PROMPT: Rewrite the rows below, replacing every occurrence of "integer" with "whole-number" and keeping everything else the same.
=-=-=
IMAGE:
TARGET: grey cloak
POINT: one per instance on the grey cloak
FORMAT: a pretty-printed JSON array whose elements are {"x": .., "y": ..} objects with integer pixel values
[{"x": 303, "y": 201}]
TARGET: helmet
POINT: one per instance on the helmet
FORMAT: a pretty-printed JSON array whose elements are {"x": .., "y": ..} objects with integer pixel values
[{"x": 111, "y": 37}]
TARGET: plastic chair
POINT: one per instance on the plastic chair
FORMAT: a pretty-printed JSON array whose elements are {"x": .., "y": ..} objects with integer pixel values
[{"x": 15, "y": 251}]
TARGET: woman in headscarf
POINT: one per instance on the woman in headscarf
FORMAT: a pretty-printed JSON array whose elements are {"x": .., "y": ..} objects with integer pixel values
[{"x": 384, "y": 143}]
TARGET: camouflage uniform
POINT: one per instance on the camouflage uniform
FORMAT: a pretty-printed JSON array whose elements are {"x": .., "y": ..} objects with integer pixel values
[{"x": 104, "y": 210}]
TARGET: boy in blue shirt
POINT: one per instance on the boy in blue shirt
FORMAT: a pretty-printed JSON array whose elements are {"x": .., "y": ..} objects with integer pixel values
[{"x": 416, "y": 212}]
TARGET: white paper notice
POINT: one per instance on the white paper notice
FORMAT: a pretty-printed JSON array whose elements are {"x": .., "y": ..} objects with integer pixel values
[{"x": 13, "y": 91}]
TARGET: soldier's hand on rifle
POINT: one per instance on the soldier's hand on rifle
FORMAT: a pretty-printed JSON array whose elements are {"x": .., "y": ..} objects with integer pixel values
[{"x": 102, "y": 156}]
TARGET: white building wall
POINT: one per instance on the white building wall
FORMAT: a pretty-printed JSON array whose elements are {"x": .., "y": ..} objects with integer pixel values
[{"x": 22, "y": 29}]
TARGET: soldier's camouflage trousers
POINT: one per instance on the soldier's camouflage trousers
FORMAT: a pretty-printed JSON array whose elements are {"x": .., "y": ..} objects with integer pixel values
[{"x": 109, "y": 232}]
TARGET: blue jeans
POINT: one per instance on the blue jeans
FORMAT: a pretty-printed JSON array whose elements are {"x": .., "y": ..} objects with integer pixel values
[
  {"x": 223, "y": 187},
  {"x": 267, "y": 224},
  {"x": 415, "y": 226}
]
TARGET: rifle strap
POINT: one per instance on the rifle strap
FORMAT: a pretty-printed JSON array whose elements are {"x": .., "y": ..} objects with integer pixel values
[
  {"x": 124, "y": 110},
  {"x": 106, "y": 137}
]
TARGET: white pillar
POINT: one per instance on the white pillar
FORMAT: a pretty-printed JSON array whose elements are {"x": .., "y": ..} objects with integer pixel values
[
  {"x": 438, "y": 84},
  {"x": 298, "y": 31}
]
=-=-=
CORRECT OUTPUT:
IMAGE:
TARGET: grey cloak
POINT: one per instance on the grey cloak
FORMAT: a pretty-printed JSON array whose elements are {"x": .., "y": ..} objects with whole-number pixel values
[{"x": 303, "y": 201}]
TARGET: helmet
POINT: one per instance on the helmet
FORMAT: a pretty-printed JSON array whose elements are {"x": .., "y": ..} objects with whole-number pixel values
[{"x": 111, "y": 37}]
TARGET: plastic chair
POINT: one per instance on the plastic chair
FORMAT: a pretty-printed JSON array whose elements are {"x": .., "y": ..} objects with whole-number pixel values
[{"x": 15, "y": 251}]
TARGET: woman in headscarf
POINT: one per instance on the woman in headscarf
FORMAT: a pretty-printed JSON array whose elements are {"x": .., "y": ..} objects with whole-number pixel values
[{"x": 384, "y": 143}]
TARGET: camouflage uniform
POINT: one per instance on the camouflage uniform
FORMAT: a pretty-printed JSON array whose elements are {"x": .., "y": ..} objects with whole-number pixel values
[{"x": 104, "y": 210}]
TARGET: boy in blue shirt
POINT: one per instance on the boy in blue shirt
FORMAT: a pretty-printed JSON array whose elements are {"x": .., "y": ..} objects with whole-number pixel values
[{"x": 416, "y": 212}]
TARGET: white paper notice
POINT: one per instance on the white paper notice
FORMAT: a pretty-printed JSON array whose elements are {"x": .., "y": ..} objects with whole-number pixel values
[{"x": 13, "y": 91}]
TARGET: soldier's hand on rifle
POINT: one per instance on the soldier's hand on rifle
FORMAT: a pretty-printed JSON array whose elements are {"x": .., "y": ..} objects with whole-number pixel values
[{"x": 102, "y": 156}]
TARGET: white building wall
POINT: one per instance on the white building wall
FORMAT: a pretty-printed JSON array whose elements are {"x": .., "y": ..} objects with whole-number pixel values
[{"x": 22, "y": 29}]
TARGET: soldier's camouflage trousers
POINT: one per instance on the soldier's camouflage trousers
FORMAT: a pretty-printed JSON array whose elements are {"x": .., "y": ..} objects with whole-number pixel values
[{"x": 109, "y": 232}]
TARGET: blue jeans
POINT: one per instance on the blue jeans
FORMAT: a pretty-printed JSON array whose elements are {"x": .., "y": ..} objects with whole-number pixel values
[
  {"x": 223, "y": 187},
  {"x": 267, "y": 224},
  {"x": 415, "y": 226}
]
TARGET: rifle strap
POINT: one per instance on the rifle strap
FORMAT: a pretty-printed JSON array whose elements are {"x": .., "y": ..} objects with whole-number pixel values
[
  {"x": 124, "y": 110},
  {"x": 106, "y": 137}
]
TARGET: white pillar
POINT: one per instance on the white pillar
FORMAT: a pretty-printed JSON array whose elements are {"x": .., "y": ..} objects with whole-number pixel values
[
  {"x": 438, "y": 84},
  {"x": 298, "y": 31}
]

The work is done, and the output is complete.